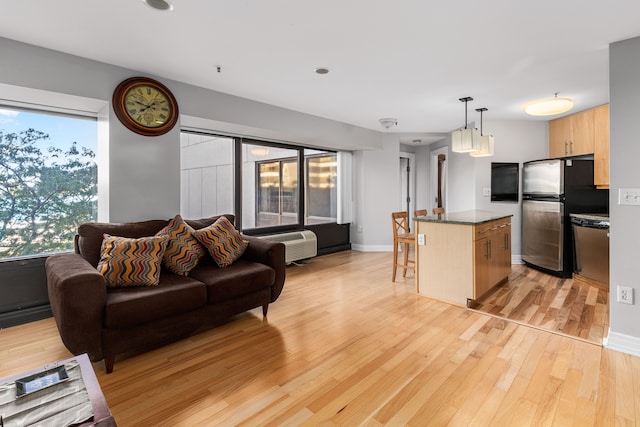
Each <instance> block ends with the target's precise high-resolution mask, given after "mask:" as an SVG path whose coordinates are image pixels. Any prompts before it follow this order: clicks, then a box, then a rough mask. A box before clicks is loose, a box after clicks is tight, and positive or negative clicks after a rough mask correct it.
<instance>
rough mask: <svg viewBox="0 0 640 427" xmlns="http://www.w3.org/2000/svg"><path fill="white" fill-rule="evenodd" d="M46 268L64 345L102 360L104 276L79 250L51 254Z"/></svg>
mask: <svg viewBox="0 0 640 427" xmlns="http://www.w3.org/2000/svg"><path fill="white" fill-rule="evenodd" d="M45 270H46V273H47V290H48V293H49V302H50V304H51V311H52V312H53V316H54V318H55V320H56V324H57V326H58V331H59V332H60V337H61V338H62V341H63V342H64V344H65V346H66V347H67V349H68V350H69V351H71V352H72V353H73V354H75V355H78V354H81V353H88V355H89V358H90V359H91V360H92V361H94V362H95V361H98V360H101V359H102V358H103V354H102V320H103V317H104V310H105V304H106V300H107V289H106V284H105V281H104V278H103V277H102V275H101V274H100V273H99V272H98V271H97V270H96V269H95V268H94V267H93V266H92V265H91V264H89V262H88V261H86V260H85V259H84V258H83V257H82V256H81V255H79V254H76V253H65V254H58V255H52V256H50V257H49V258H47V260H46V262H45Z"/></svg>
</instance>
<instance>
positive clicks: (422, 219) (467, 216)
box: [414, 210, 513, 225]
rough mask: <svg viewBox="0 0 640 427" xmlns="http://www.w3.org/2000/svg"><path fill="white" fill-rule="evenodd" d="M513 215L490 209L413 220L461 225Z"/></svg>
mask: <svg viewBox="0 0 640 427" xmlns="http://www.w3.org/2000/svg"><path fill="white" fill-rule="evenodd" d="M511 216H513V215H508V214H502V213H498V212H490V211H481V210H473V211H461V212H451V213H444V214H441V215H431V216H419V217H417V218H414V221H423V222H441V223H446V224H463V225H480V224H484V223H486V222H490V221H495V220H498V219H503V218H509V217H511Z"/></svg>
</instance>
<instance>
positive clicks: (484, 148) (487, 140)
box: [469, 108, 493, 157]
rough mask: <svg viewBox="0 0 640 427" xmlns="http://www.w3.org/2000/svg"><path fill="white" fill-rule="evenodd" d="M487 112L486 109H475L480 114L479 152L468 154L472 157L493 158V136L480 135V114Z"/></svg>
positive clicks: (480, 130)
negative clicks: (471, 156) (482, 157)
mask: <svg viewBox="0 0 640 427" xmlns="http://www.w3.org/2000/svg"><path fill="white" fill-rule="evenodd" d="M487 110H488V108H476V111H479V112H480V150H478V151H472V152H470V153H469V154H470V155H471V156H472V157H489V156H493V135H483V134H482V113H483V112H485V111H487Z"/></svg>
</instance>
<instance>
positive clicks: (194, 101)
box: [0, 38, 382, 222]
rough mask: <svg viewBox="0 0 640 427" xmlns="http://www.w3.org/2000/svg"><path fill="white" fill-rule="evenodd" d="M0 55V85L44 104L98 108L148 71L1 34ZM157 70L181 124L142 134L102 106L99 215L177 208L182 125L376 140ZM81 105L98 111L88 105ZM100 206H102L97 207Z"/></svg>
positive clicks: (303, 135)
mask: <svg viewBox="0 0 640 427" xmlns="http://www.w3.org/2000/svg"><path fill="white" fill-rule="evenodd" d="M0 57H1V58H2V64H3V65H2V66H1V67H0V85H1V86H2V87H4V88H11V89H13V90H11V92H12V93H14V94H18V95H17V99H15V100H18V101H19V100H21V99H20V98H21V95H20V93H21V89H22V93H25V92H28V91H29V89H30V88H33V89H38V90H40V91H41V93H42V94H43V95H44V97H43V99H41V100H39V102H42V103H45V104H49V105H55V101H54V98H60V97H62V98H64V96H65V95H74V96H76V97H82V98H88V99H89V100H93V101H99V102H98V103H97V104H99V105H100V106H101V108H103V107H104V103H109V102H110V100H111V96H112V93H113V90H114V89H115V87H116V86H117V85H118V83H120V82H121V81H122V80H124V79H126V78H128V77H132V76H136V75H145V74H146V73H144V72H141V71H135V70H129V69H125V68H121V67H116V66H113V65H109V64H105V63H101V62H96V61H92V60H89V59H84V58H80V57H76V56H72V55H67V54H64V53H60V52H56V51H53V50H48V49H43V48H39V47H36V46H32V45H28V44H24V43H19V42H15V41H12V40H8V39H4V38H0ZM152 77H154V76H152ZM155 78H157V79H158V80H160V81H161V82H162V83H164V84H165V85H166V86H168V87H169V89H171V91H172V92H173V93H174V95H175V97H176V99H177V101H178V104H179V109H180V125H179V126H176V127H175V128H174V129H173V130H172V131H171V132H169V133H167V134H165V135H162V136H158V137H145V136H141V135H137V134H135V133H133V132H131V131H129V130H128V129H127V128H125V127H124V126H122V125H121V124H120V122H119V121H118V119H117V118H116V117H115V114H114V113H113V109H111V108H109V109H108V110H109V114H108V126H107V127H108V129H105V130H104V132H105V133H108V144H107V145H108V153H107V154H108V159H109V163H108V165H109V166H108V167H109V171H108V176H109V189H108V190H109V195H108V200H105V201H104V202H106V206H108V212H105V215H103V217H102V218H101V220H109V221H116V222H123V221H136V220H141V219H148V218H171V217H173V216H174V215H175V214H176V213H177V212H179V210H180V161H179V159H180V128H181V126H189V127H192V128H193V127H205V128H207V129H209V130H213V131H221V132H234V133H240V134H244V135H247V136H254V137H260V138H269V139H280V140H283V141H288V142H293V143H300V144H305V145H308V146H314V147H324V148H336V149H347V150H359V149H380V148H382V133H380V132H375V131H371V130H368V129H363V128H359V127H356V126H352V125H348V124H345V123H339V122H335V121H332V120H327V119H324V118H321V117H315V116H311V115H308V114H303V113H299V112H296V111H292V110H287V109H284V108H279V107H274V106H271V105H267V104H264V103H260V102H255V101H251V100H248V99H244V98H239V97H234V96H231V95H227V94H223V93H220V92H215V91H211V90H206V89H203V88H199V87H195V86H191V85H187V84H184V83H180V82H175V81H171V80H166V79H162V78H158V77H155ZM23 88H27V89H23ZM8 92H9V91H8V90H3V93H2V96H0V98H4V99H7V98H6V96H7V93H8ZM60 94H62V95H60ZM52 102H54V103H53V104H52ZM94 104H95V103H94ZM76 107H78V108H83V107H82V106H76ZM86 108H89V109H91V108H94V110H93V111H99V108H95V106H92V105H89V106H88V107H86ZM101 176H104V175H101ZM103 208H104V207H103V206H100V210H101V212H102V211H103ZM105 216H107V217H105Z"/></svg>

..........

▸ WHAT YOU WILL DO:
Please print the material exactly as given above, omitting the pictures.

▸ PROBLEM SOLUTION:
Each <instance> block ends with the target's precise high-resolution mask, given after "mask:" as an SVG path whose coordinates are image pixels. Any prompts before it follow this order: clicks, then a box, then a rough mask. A box before clicks is loose, a box after clicks is tight, and positive or negative clicks after a rough mask correct it.
<instance>
rough mask: <svg viewBox="0 0 640 427" xmlns="http://www.w3.org/2000/svg"><path fill="white" fill-rule="evenodd" d="M46 268L64 345L102 360L104 276L79 250L51 254Z"/></svg>
mask: <svg viewBox="0 0 640 427" xmlns="http://www.w3.org/2000/svg"><path fill="white" fill-rule="evenodd" d="M45 270H46V273H47V290H48V293H49V302H50V304H51V311H52V312H53V316H54V318H55V320H56V324H57V326H58V331H59V332H60V337H61V338H62V341H63V342H64V344H65V346H66V347H67V349H68V350H69V351H71V352H72V353H73V354H75V355H78V354H81V353H88V355H89V358H90V359H91V360H92V361H94V362H95V361H98V360H101V359H102V358H103V354H102V320H103V317H104V310H105V304H106V300H107V289H106V284H105V281H104V278H103V277H102V275H101V274H100V273H99V272H98V271H97V270H96V269H95V268H94V267H93V266H92V265H91V264H89V262H88V261H86V260H85V259H84V258H83V257H82V256H81V255H79V254H76V253H65V254H58V255H52V256H50V257H49V258H47V260H46V262H45Z"/></svg>
</instance>
<instance>
positive clicks: (422, 219) (467, 216)
box: [414, 210, 513, 225]
rough mask: <svg viewBox="0 0 640 427" xmlns="http://www.w3.org/2000/svg"><path fill="white" fill-rule="evenodd" d="M513 215L490 209L413 220L461 225Z"/></svg>
mask: <svg viewBox="0 0 640 427" xmlns="http://www.w3.org/2000/svg"><path fill="white" fill-rule="evenodd" d="M511 216H513V215H508V214H502V213H498V212H490V211H481V210H473V211H461V212H451V213H444V214H441V215H431V216H419V217H417V218H414V221H423V222H441V223H446V224H463V225H480V224H484V223H486V222H490V221H495V220H498V219H503V218H509V217H511Z"/></svg>
</instance>
<instance>
positive clicks: (484, 148) (487, 140)
box: [469, 108, 493, 157]
rough mask: <svg viewBox="0 0 640 427" xmlns="http://www.w3.org/2000/svg"><path fill="white" fill-rule="evenodd" d="M487 112L486 109H475L480 114L479 152L468 154L472 157L493 158V136L480 135V114Z"/></svg>
positive clicks: (480, 130)
negative clicks: (471, 156) (482, 157)
mask: <svg viewBox="0 0 640 427" xmlns="http://www.w3.org/2000/svg"><path fill="white" fill-rule="evenodd" d="M487 110H488V108H476V111H479V112H480V150H478V151H472V152H470V153H469V154H470V155H471V156H472V157H489V156H493V135H483V134H482V113H483V112H485V111H487Z"/></svg>
</instance>
<instance>
positive clicks: (194, 101)
box: [0, 38, 382, 222]
rough mask: <svg viewBox="0 0 640 427" xmlns="http://www.w3.org/2000/svg"><path fill="white" fill-rule="evenodd" d="M0 55V85L44 104L98 108L148 71L1 34ZM157 70L181 124L142 134L102 106L99 215L177 208L182 125L376 140ZM81 105L98 111L88 105ZM100 206H102L97 207Z"/></svg>
positive clicks: (303, 135)
mask: <svg viewBox="0 0 640 427" xmlns="http://www.w3.org/2000/svg"><path fill="white" fill-rule="evenodd" d="M0 57H1V58H2V64H3V65H2V66H1V67H0V85H1V86H2V87H4V88H11V89H13V90H11V92H12V93H14V94H18V95H17V99H15V100H18V101H19V100H21V99H20V98H21V95H20V93H21V89H22V93H25V92H28V91H29V89H30V88H33V89H38V90H40V91H41V93H42V94H43V95H44V97H43V99H41V100H39V102H42V103H45V104H49V105H55V101H54V98H60V97H62V98H64V96H65V95H74V96H76V97H82V98H88V99H89V100H93V101H99V102H98V103H97V104H99V105H100V106H101V108H103V107H104V103H109V102H110V100H111V96H112V93H113V90H114V89H115V87H116V86H117V85H118V83H120V82H121V81H122V80H124V79H126V78H128V77H132V76H136V75H145V74H146V73H144V72H141V71H135V70H129V69H125V68H121V67H116V66H113V65H109V64H105V63H101V62H96V61H92V60H89V59H84V58H80V57H76V56H72V55H67V54H64V53H60V52H56V51H53V50H48V49H43V48H39V47H36V46H32V45H28V44H24V43H19V42H15V41H12V40H8V39H4V38H0ZM152 77H154V76H152ZM155 78H157V79H158V80H160V81H161V82H162V83H164V84H165V85H166V86H168V87H169V89H171V91H172V92H173V93H174V95H175V97H176V99H177V101H178V104H179V109H180V125H179V126H176V127H175V128H174V129H173V130H172V131H171V132H169V133H167V134H165V135H162V136H158V137H145V136H141V135H137V134H135V133H133V132H131V131H129V130H128V129H127V128H125V127H124V126H122V125H121V124H120V122H119V121H118V119H117V118H116V117H115V114H114V113H113V109H111V108H109V109H108V110H109V114H108V126H107V127H108V129H105V130H104V132H105V133H108V144H107V145H108V153H107V154H108V159H109V163H108V165H109V166H108V167H109V171H108V176H109V189H108V190H109V195H108V200H105V201H104V202H106V206H108V212H105V215H103V217H102V218H101V220H109V221H116V222H123V221H136V220H141V219H148V218H171V217H173V216H174V215H175V214H176V213H177V212H179V210H180V161H179V159H180V128H181V126H189V127H192V128H193V127H205V128H207V129H209V130H213V131H221V132H234V133H240V134H244V135H247V136H254V137H260V138H269V139H280V140H283V141H288V142H293V143H300V144H305V145H308V146H314V147H324V148H336V149H347V150H359V149H380V148H382V133H380V132H375V131H371V130H368V129H363V128H359V127H356V126H352V125H348V124H345V123H339V122H335V121H332V120H327V119H324V118H321V117H315V116H311V115H308V114H303V113H299V112H296V111H292V110H287V109H284V108H279V107H274V106H271V105H267V104H264V103H260V102H255V101H251V100H248V99H244V98H239V97H234V96H231V95H227V94H223V93H220V92H215V91H211V90H206V89H203V88H199V87H195V86H191V85H187V84H184V83H180V82H175V81H171V80H166V79H162V78H158V77H155ZM23 88H27V89H23ZM8 92H9V91H8V90H3V93H2V96H0V98H4V99H7V98H6V96H7V93H8ZM60 94H62V95H60ZM52 102H54V103H53V104H52ZM94 104H95V103H94ZM76 107H78V108H83V107H82V106H76ZM86 108H89V109H91V108H94V110H93V111H99V108H95V106H92V105H89V106H88V107H86ZM101 176H104V175H101ZM103 208H104V207H103V206H100V210H101V212H102V211H103ZM105 216H107V217H105Z"/></svg>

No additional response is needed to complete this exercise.